_Record list_:
--

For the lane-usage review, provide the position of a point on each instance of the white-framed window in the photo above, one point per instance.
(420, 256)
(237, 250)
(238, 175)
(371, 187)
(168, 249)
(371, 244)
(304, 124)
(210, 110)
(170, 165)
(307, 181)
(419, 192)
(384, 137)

--

_Required work_:
Extract every line in the records above that contains the string "lane".

_Output_:
For the lane-usage review, provide the position of a point on each instance of the white-framed window in the photo above, one point per instance.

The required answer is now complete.